One thing you can do is give a pretty good guess based on eyeballing the macros. At the end of the day everything is still 4 calories per gram of carbs or protein and 9 calories per gram of fat. Once you’re kind of familiar with the volume and ratios on some common food items, you can make some pretty educated guesses. ‘Hmmm 4oz of chicken breast, a handful of pasta, and we’ll call it two tablespoons of oil’ It won’t be exact, but most of us are not actually losing weight as such slim margins. Being consistent and better most of the time is still progress.
Worst case, what I have done in the past is just mark it as a portion of the same/similar item from like Applebees or some other traditionally calorie heavy chain. Chances are the homemade version isn’t topping those.
I use the app LoseIt which has a pretty big database of foods, including restaurant foods. it also allows you to enter all of the ingredients for a recipe and calculates all the macros depending on number of servings.
It’s not perfect, and like someone else said there is definitely variation in the sizes of eggs or apples or whatever, but it’s close enough.

▶ **COMPLETE THE FOLLOWING**:
A: Which specific foods does the passage on estimating calories name?
B: Extract, word for word, the part of the passage on estimating calories that opens with the words containing "One thing you" and closes with "isn’t topping those.".
These rows come from a separate source.

Dataset records:
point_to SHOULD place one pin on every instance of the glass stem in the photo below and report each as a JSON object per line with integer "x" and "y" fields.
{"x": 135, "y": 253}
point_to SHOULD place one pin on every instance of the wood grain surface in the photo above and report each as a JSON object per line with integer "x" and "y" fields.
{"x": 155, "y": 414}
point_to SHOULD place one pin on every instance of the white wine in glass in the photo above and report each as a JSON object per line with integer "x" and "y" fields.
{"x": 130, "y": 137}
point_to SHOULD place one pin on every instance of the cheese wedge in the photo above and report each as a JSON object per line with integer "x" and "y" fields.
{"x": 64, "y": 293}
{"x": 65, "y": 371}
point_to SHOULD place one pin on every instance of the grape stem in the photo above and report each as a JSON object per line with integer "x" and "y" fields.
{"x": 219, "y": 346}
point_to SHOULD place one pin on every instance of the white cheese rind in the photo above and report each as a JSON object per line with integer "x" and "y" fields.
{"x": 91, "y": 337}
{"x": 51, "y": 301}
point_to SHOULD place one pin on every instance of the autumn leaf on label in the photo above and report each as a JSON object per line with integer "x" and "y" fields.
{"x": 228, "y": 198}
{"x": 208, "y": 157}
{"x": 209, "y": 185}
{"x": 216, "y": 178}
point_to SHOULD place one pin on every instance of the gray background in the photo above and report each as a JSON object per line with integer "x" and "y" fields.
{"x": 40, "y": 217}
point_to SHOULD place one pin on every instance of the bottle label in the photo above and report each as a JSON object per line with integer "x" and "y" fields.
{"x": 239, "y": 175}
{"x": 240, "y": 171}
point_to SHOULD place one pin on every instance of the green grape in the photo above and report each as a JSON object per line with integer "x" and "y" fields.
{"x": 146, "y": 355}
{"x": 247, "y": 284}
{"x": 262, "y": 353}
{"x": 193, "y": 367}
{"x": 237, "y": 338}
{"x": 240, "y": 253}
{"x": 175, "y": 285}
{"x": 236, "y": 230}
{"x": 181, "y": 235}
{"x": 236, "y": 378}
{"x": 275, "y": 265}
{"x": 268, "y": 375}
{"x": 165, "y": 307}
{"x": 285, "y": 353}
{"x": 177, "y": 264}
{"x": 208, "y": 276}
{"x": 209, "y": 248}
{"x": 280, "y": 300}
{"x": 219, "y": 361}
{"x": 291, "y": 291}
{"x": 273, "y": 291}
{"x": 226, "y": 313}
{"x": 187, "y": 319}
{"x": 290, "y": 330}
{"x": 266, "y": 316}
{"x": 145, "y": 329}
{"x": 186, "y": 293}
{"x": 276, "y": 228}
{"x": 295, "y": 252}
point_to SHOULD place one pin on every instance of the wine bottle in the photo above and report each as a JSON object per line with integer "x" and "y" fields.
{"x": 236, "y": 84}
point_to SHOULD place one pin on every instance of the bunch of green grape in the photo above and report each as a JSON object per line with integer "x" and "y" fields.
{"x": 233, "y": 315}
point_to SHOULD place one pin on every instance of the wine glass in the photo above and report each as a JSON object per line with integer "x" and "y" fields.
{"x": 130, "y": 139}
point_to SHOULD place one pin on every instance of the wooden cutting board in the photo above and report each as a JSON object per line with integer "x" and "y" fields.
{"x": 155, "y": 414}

▶ **RESPONSES PER TASK**:
A: chicken breast, pasta, oil, eggs, apples

B:
One thing you can do is give a pretty good guess based on eyeballing the macros. At the end of the day everything is still 4 calories per gram of carbs or protein and 9 calories per gram of fat. Once you’re kind of familiar with the volume and ratios on some common food items, you can make some pretty educated guesses. ‘Hmmm 4oz of chicken breast, a handful of pasta, and we’ll call it two tablespoons of oil’ It won’t be exact, but most of us are not actually losing weight as such slim margins. Being consistent and better most of the time is still progress.
Worst case, what I have done in the past is just mark it as a portion of the same/similar item from like Applebees or some other traditionally calorie heavy chain. Chances are the homemade version isn’t topping those.